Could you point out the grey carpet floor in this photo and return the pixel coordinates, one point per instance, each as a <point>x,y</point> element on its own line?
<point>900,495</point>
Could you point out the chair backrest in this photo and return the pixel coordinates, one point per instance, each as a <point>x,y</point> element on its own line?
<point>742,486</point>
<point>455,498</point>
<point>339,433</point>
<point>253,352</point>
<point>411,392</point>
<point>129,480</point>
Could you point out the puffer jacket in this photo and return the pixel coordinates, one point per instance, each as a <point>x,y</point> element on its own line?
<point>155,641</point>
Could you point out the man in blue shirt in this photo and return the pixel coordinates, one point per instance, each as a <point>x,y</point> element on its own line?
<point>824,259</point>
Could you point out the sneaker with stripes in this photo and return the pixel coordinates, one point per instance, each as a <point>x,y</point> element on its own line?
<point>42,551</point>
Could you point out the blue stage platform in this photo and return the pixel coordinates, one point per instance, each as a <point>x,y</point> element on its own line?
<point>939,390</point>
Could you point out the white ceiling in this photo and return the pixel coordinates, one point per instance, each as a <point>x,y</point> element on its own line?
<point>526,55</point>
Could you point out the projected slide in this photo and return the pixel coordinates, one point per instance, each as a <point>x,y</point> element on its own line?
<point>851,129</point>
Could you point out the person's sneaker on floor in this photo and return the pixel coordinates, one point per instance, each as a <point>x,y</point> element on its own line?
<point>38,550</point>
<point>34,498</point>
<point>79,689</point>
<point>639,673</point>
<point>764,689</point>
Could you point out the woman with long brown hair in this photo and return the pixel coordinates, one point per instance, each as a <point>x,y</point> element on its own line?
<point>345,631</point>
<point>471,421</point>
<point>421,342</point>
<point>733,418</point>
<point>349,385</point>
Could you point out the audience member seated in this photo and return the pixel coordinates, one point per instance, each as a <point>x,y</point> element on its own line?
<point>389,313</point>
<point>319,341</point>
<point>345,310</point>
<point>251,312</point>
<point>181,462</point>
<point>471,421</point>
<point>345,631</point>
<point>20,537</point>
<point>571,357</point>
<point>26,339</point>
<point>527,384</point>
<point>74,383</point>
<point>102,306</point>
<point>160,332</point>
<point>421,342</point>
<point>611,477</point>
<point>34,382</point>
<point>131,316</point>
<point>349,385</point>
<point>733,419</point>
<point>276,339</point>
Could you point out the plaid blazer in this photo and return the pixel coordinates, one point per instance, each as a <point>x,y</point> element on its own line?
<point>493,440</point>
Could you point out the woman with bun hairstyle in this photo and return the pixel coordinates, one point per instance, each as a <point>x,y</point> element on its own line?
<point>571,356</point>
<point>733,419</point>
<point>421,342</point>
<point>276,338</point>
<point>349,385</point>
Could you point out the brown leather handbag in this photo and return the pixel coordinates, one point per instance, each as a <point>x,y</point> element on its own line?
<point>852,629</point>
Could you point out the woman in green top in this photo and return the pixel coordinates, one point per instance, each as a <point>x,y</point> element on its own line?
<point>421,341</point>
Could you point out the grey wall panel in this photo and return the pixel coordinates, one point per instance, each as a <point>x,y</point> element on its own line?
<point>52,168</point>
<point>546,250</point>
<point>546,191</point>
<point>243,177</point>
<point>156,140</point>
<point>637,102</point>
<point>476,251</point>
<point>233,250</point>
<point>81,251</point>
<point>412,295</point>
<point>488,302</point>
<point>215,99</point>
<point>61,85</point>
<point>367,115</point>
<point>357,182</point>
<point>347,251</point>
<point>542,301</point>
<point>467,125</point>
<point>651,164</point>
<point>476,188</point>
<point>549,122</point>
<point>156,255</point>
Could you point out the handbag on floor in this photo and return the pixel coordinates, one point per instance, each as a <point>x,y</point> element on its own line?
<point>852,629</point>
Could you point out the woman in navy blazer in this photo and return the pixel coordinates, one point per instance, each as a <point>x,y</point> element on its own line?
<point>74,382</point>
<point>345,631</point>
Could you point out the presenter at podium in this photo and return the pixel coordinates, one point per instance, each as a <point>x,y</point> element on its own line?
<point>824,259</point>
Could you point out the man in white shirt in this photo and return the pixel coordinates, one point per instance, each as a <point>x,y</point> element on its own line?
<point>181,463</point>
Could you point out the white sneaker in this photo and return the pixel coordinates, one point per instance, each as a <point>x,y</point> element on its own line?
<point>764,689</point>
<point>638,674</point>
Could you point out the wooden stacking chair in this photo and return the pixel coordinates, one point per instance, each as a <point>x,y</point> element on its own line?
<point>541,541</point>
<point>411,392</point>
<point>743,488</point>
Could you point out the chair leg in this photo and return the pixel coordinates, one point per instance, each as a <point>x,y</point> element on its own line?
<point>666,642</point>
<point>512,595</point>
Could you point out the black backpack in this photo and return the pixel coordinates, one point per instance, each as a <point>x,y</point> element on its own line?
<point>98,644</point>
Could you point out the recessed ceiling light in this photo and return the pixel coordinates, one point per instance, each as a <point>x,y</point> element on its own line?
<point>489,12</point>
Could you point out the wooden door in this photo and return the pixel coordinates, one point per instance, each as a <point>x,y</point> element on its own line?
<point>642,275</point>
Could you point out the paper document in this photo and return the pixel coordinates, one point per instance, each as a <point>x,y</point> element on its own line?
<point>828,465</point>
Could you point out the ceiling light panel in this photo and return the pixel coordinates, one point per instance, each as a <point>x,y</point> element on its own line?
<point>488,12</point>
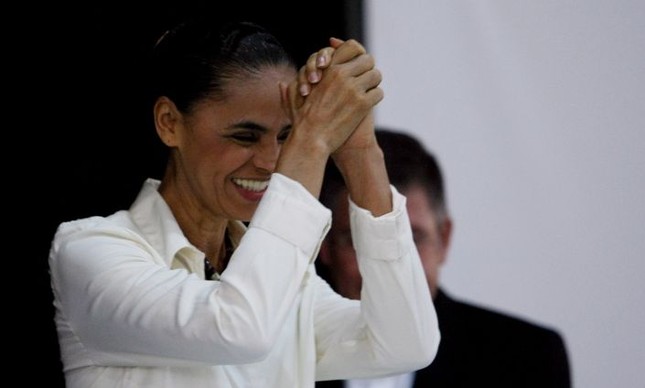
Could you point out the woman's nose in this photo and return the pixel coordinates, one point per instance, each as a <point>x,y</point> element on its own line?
<point>267,154</point>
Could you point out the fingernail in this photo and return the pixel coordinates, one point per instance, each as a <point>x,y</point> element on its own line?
<point>314,77</point>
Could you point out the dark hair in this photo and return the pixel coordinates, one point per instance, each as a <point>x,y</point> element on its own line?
<point>197,58</point>
<point>408,164</point>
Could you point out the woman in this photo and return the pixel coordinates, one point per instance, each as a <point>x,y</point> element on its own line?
<point>177,292</point>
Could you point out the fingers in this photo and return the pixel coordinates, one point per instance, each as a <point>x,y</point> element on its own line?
<point>311,72</point>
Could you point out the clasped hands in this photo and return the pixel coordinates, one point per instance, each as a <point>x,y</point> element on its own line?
<point>337,88</point>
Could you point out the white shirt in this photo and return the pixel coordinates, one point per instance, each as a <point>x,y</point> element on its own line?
<point>133,309</point>
<point>397,381</point>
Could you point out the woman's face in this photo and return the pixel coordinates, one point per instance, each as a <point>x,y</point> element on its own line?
<point>229,148</point>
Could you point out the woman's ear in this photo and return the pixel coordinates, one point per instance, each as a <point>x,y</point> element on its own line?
<point>167,120</point>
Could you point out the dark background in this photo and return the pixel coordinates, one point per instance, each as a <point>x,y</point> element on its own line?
<point>84,116</point>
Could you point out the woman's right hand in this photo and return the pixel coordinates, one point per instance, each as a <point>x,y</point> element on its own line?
<point>336,88</point>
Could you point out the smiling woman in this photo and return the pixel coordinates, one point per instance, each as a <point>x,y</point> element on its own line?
<point>178,291</point>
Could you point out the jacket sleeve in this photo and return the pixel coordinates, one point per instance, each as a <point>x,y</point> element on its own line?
<point>119,304</point>
<point>393,328</point>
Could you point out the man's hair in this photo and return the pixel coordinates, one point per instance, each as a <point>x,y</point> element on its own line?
<point>408,164</point>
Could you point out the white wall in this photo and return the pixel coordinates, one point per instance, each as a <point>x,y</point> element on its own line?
<point>536,110</point>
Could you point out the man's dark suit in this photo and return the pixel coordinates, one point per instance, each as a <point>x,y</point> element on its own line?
<point>485,348</point>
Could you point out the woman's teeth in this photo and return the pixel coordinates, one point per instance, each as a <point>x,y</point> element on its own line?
<point>251,184</point>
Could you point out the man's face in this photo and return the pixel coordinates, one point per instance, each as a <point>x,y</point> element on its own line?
<point>431,239</point>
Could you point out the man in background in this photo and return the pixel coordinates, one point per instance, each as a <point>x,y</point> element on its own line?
<point>479,347</point>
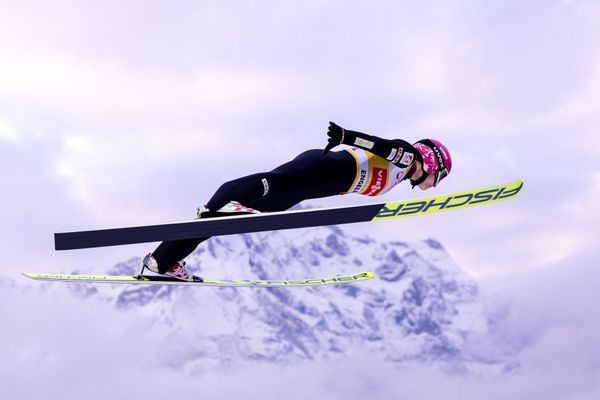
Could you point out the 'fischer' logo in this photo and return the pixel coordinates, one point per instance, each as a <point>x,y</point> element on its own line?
<point>446,203</point>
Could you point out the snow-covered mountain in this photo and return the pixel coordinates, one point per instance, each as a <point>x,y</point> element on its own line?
<point>420,306</point>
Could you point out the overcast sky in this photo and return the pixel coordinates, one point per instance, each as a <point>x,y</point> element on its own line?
<point>120,113</point>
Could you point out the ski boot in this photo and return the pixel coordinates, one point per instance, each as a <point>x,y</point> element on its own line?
<point>230,209</point>
<point>177,270</point>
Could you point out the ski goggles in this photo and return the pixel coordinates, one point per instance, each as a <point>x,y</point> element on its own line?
<point>441,172</point>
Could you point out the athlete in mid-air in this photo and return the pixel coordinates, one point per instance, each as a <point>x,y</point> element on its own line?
<point>372,166</point>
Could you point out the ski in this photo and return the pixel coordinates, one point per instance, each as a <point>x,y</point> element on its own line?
<point>165,280</point>
<point>285,219</point>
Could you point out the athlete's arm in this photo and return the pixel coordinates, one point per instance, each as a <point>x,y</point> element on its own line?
<point>397,151</point>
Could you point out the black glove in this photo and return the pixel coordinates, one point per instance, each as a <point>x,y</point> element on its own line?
<point>336,134</point>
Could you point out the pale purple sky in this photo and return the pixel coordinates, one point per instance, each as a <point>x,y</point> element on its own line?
<point>115,114</point>
<point>118,113</point>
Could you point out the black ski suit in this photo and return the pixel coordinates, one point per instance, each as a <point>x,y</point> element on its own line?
<point>310,175</point>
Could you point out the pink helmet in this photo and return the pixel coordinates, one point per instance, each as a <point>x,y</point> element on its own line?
<point>436,158</point>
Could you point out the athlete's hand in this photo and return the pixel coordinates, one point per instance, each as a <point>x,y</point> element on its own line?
<point>336,136</point>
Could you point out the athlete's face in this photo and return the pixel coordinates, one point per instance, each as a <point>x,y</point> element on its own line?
<point>427,183</point>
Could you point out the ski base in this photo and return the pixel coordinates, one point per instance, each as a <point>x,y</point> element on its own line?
<point>165,280</point>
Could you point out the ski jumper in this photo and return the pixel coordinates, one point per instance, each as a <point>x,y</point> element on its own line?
<point>371,167</point>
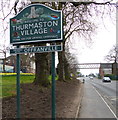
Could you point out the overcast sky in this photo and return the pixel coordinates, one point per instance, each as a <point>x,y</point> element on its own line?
<point>103,41</point>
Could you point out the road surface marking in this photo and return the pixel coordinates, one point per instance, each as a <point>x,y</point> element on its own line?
<point>106,103</point>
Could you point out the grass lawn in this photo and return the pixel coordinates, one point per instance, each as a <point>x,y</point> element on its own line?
<point>8,84</point>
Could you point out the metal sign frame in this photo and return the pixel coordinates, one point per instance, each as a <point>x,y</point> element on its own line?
<point>36,23</point>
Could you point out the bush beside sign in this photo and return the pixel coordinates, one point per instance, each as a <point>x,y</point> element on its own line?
<point>36,23</point>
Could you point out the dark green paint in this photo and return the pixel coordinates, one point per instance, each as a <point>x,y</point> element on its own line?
<point>36,23</point>
<point>39,49</point>
<point>53,88</point>
<point>18,84</point>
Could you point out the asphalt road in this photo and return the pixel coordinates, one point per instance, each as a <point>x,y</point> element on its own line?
<point>99,99</point>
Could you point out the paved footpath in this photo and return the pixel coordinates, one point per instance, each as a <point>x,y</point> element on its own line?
<point>93,105</point>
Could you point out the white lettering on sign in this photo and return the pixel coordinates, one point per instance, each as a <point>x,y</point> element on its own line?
<point>35,25</point>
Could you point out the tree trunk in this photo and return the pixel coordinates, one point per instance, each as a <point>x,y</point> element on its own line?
<point>61,67</point>
<point>66,69</point>
<point>42,69</point>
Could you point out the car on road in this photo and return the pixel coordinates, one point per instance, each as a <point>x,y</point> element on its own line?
<point>91,77</point>
<point>106,79</point>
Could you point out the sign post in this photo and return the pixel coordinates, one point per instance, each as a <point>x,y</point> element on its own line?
<point>35,24</point>
<point>53,88</point>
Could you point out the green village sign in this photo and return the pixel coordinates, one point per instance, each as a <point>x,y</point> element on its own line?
<point>36,23</point>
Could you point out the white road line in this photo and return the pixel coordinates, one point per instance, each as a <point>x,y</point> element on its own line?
<point>106,103</point>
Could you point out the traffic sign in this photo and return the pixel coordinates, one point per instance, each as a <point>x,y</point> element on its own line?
<point>36,23</point>
<point>38,49</point>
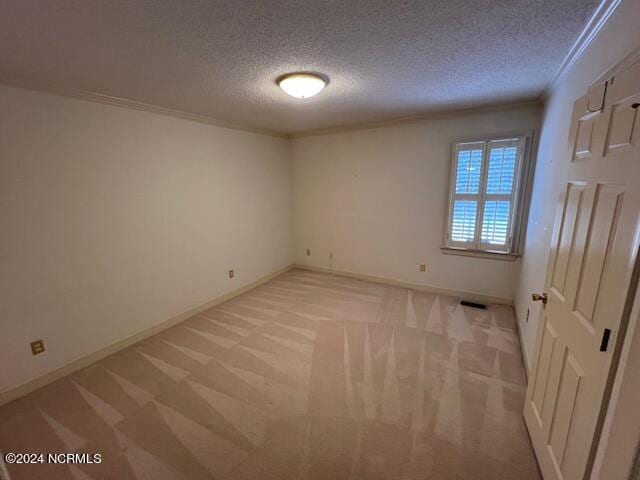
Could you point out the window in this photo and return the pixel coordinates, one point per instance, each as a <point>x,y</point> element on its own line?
<point>483,206</point>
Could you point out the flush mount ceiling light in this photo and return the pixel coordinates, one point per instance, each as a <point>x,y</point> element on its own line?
<point>302,85</point>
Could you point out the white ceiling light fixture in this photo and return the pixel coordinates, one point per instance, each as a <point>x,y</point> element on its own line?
<point>302,85</point>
—————
Exercise goal –
Arrange the stretch from the start of the records through the line that contains "<point>851,129</point>" as a Markdown table with the columns Row and Line. Give each line its own numbered row, and leave out blank lines.

The result –
| Row | Line |
|---|---|
| 1 | Could you point out the grey carpet floor in this photo and return the pixel coordinates, one point per instance, each as a <point>x,y</point> element on its own line? |
| 2 | <point>900,495</point> |
| 3 | Could you point out the chair backrest in this photo and return the pixel coordinates, one point per instance, each as a <point>x,y</point> element on its own line? |
| 4 | <point>742,486</point> |
| 5 | <point>455,498</point> |
| 6 | <point>339,433</point> |
| 7 | <point>253,352</point> |
| 8 | <point>411,392</point> |
| 9 | <point>129,480</point> |
| 10 | Could you point out the puffer jacket in this photo and return the pixel coordinates, one point per instance, each as a <point>x,y</point> element on its own line? |
| 11 | <point>155,641</point> |
| 12 | Could you point out the man in blue shirt in this photo and return the pixel coordinates, one point per instance, each as a <point>x,y</point> element on its own line? |
| 13 | <point>824,259</point> |
| 14 | Could you point out the sneaker with stripes in this photo and return the pixel coordinates, one point per instance, each as a <point>x,y</point> element on its own line? |
| 15 | <point>42,551</point> |
| 16 | Could you point out the blue stage platform in this photo and return the pixel coordinates, one point per instance, each as a <point>x,y</point> element on its own line? |
| 17 | <point>939,390</point> |
| 18 | Could you point out the white ceiling in this photo and return the pixel coordinates, one point per instance, each as a <point>x,y</point> element on its own line? |
| 19 | <point>526,55</point> |
| 20 | Could you point out the projected slide in this photo and return the pixel coordinates, one point per instance, each as a <point>x,y</point> element on its own line? |
| 21 | <point>851,129</point> |